# Problems to work on
**a.** Answer these questions from the passage on evaluation metrics, one line each:
(i) How much error does a MAE of 1 correspond to?
(ii) How long are the continuations generated from each prompt?
(iii) Which model is used to compute perplexity on the turn-based sequences?
**b.** Quote the passage on evaluation metrics, starting with "We report the Negative" and going on through "20 possible units.".
**c.** Write what comes next in the passage on evaluation metrics, picking up after its final sentence.

--- start Passage to read ---

4.3.1 Training Metrics
These metrics evaluate the dialogue modeling performance in each channel separately using metrics close to the training loss. They are computed by encoding files from the development set and extracting statistics on the predicted outputs at each time steps. They are used to compare the different versions of the DLMs and therefore not applied to the cascaded model.
Edge Unit Prediction.
We report the Negative Log-Likelihood (NLL), or Cross Entropy loss when predicting edge units. We also compute the Prediction Accuracy.
Edge Duration Prediction.
We use the Mean Absolute Error (MAE), or L1 Loss when evaluating edge duration prediction (a MAE of 1 corresponds to 20ms of error). The Duration Accuracy is also reported.
4.3.2 Dialogue Generation Metrics
We evaluate the generation properties of our models using descriptive statistics, automatic metrics and human-based judgements. Unless otherwise written, we perform conditional generation and generate 90-second long continuations using 117 30-second long prompts extracted from the development set and use the default generation temperature of 1.0. We generate the units by sampling among the top 20 possible units.
Turn-taking Event Statistics.
We compute the turn-taking events as defined in Section 3.4 using the samples generated by the models with VAD using the pyannote library7 (Bredin et al., 2020). We then analyze the statistics of these turn-taking events (number of events and their durations) across different models.
Turn-taking Event Consistency.
We evaluate the model’s capacity to generate consistent conversations in terms of turn-taking events. We measure the Pearson correlation between the total duration of events in each prompt and in the corresponding continuation.
Natural Dialogue Event Statistics.
We evaluate the naturalness of the generated speech by focusing on the Speaking Rate (WPM, words per minute), Laughter Frequency (LPM, laughs per minute), Filler Word Rate (FWR, filler words per 100 words), and Floor Transfer Offset (FTO, duration between two consecutive turns of the two speakers, a positive FTO represents a gap while a negative FTO represents an overlap). For this evaluation, we use the same ASR model used to decode the Fisher dataset6 to transcribe the generated speech. To detect laughs in the speech, we use an open-source model described in Gillick et al. (2021).8 To compute the FWR, we use the following filler words set: {‘uh’, ‘um’, ‘like’, ‘i mean’, ‘you know’}.
Semantic Evaluation.
We use two evaluation metrics proposed in Lakhotia et al. (2021), perplexity (PPL) and VERT, to assess the generation quality and diversity of the models. We first transcribe the generated speech using the ASR system. As these metrics are calculated on text sequences, we combine the text from two channels into a single turn-based text sequence,3 ignoring any turns that are completely contained inside an other turn. We employ the open-source DialoGPT model9 (Zhang et al., 2019) to compute the perplexity on the turn-based sequences. We simply replace the speaker tokens (¡A¿, ¡B¿) with the ¡—endoftext—¿ token, indicating a turn switch. For the VERT metrics, we also compute the self-BLEU and auto-BLEU on the turn-based text sequences. As the conversation texts contain a lot of repetitions, we report the VERT-4 score instead of VERT-2 score as in Lakhotia et al. (2021).

--- end Passage to read ---
--- start Dataset excerpts ---

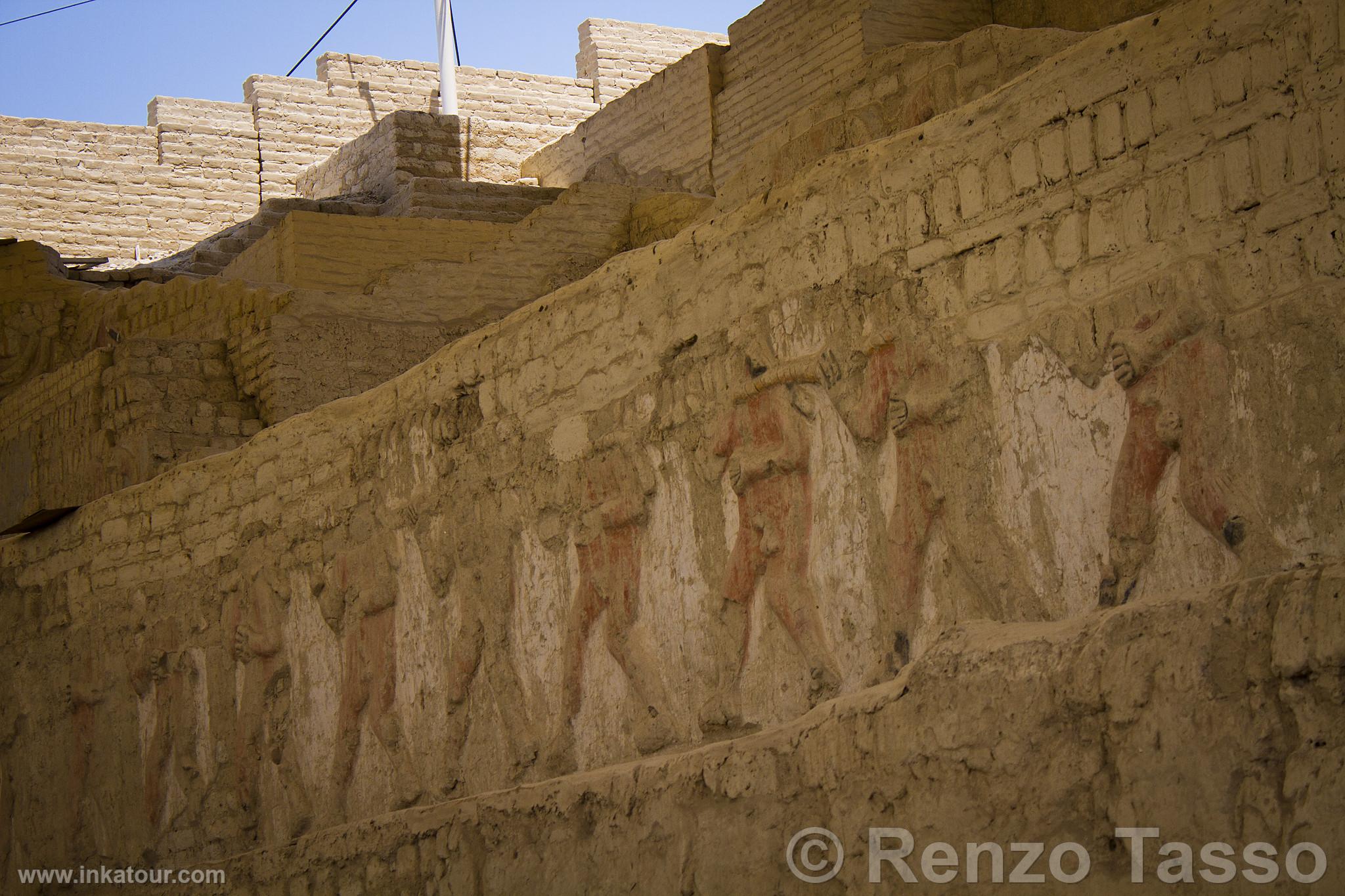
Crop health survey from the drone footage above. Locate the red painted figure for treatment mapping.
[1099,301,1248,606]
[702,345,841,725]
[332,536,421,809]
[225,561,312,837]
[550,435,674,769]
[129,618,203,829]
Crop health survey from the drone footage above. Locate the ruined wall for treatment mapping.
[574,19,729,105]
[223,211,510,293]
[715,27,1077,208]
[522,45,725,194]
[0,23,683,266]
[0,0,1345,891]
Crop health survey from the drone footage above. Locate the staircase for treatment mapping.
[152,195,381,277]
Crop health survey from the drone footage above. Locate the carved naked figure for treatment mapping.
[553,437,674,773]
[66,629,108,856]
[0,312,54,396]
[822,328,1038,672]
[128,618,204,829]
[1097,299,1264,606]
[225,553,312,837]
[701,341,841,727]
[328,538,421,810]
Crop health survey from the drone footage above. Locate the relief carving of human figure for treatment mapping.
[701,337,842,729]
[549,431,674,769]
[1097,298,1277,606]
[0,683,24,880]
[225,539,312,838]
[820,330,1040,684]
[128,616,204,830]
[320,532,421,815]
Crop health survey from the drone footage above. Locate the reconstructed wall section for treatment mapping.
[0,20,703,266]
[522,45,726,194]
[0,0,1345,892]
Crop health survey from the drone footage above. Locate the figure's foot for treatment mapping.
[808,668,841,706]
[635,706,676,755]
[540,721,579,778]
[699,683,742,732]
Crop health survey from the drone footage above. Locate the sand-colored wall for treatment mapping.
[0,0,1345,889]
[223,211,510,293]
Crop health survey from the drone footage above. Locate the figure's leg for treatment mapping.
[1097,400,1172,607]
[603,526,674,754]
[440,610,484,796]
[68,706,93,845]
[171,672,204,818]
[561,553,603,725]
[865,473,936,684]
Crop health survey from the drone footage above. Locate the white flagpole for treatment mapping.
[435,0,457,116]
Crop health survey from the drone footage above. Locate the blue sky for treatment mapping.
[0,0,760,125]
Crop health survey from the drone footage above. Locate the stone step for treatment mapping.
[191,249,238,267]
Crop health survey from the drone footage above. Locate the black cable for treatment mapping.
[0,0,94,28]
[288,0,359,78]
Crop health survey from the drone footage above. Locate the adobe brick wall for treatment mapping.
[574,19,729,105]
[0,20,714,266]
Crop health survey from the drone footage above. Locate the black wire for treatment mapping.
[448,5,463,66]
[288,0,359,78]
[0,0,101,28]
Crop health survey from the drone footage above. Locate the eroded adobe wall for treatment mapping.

--- end Dataset excerpts ---

# The responses
**a.**
(i) 20ms of error
(ii) 90 seconds
(iii) The open-source DialoGPT model

**b.**
We report the Negative Log-Likelihood (NLL), or Cross Entropy loss when predicting edge units. We also compute the Prediction Accuracy.
Edge Duration Prediction.
We use the Mean Absolute Error (MAE), or L1 Loss when evaluating edge duration prediction (a MAE of 1 corresponds to 20ms of error). The Duration Accuracy is also reported.
4.3.2 Dialogue Generation Metrics
We evaluate the generation properties of our models using descriptive statistics, automatic metrics and human-based judgements. Unless otherwise written, we perform conditional generation and generate 90-second long continuations using 117 30-second long prompts extracted from the development set and use the default generation temperature of 1.0. We generate the units by sampling among the top 20 possible units.

**c.**
Since the PPL and VERT scores highly depend on the generation temperature, we perform generation on different temperatures ranging from 0.3–2.0. We then compute the PPL and VERT for each temperature and fit the points corresponding to different temperatures with an exponential line and report the PPL@GT (PPL with respect to the ground truth VERT) score (cf. Figure 7). For the conditional generation case, we compute instead the conditional perplexity (cond. PPL), which is the perplexity of the generated sequence given the concatenation of the prompt sequence and generated sequence as input to the DialoGPT model.
Human Opinion Score.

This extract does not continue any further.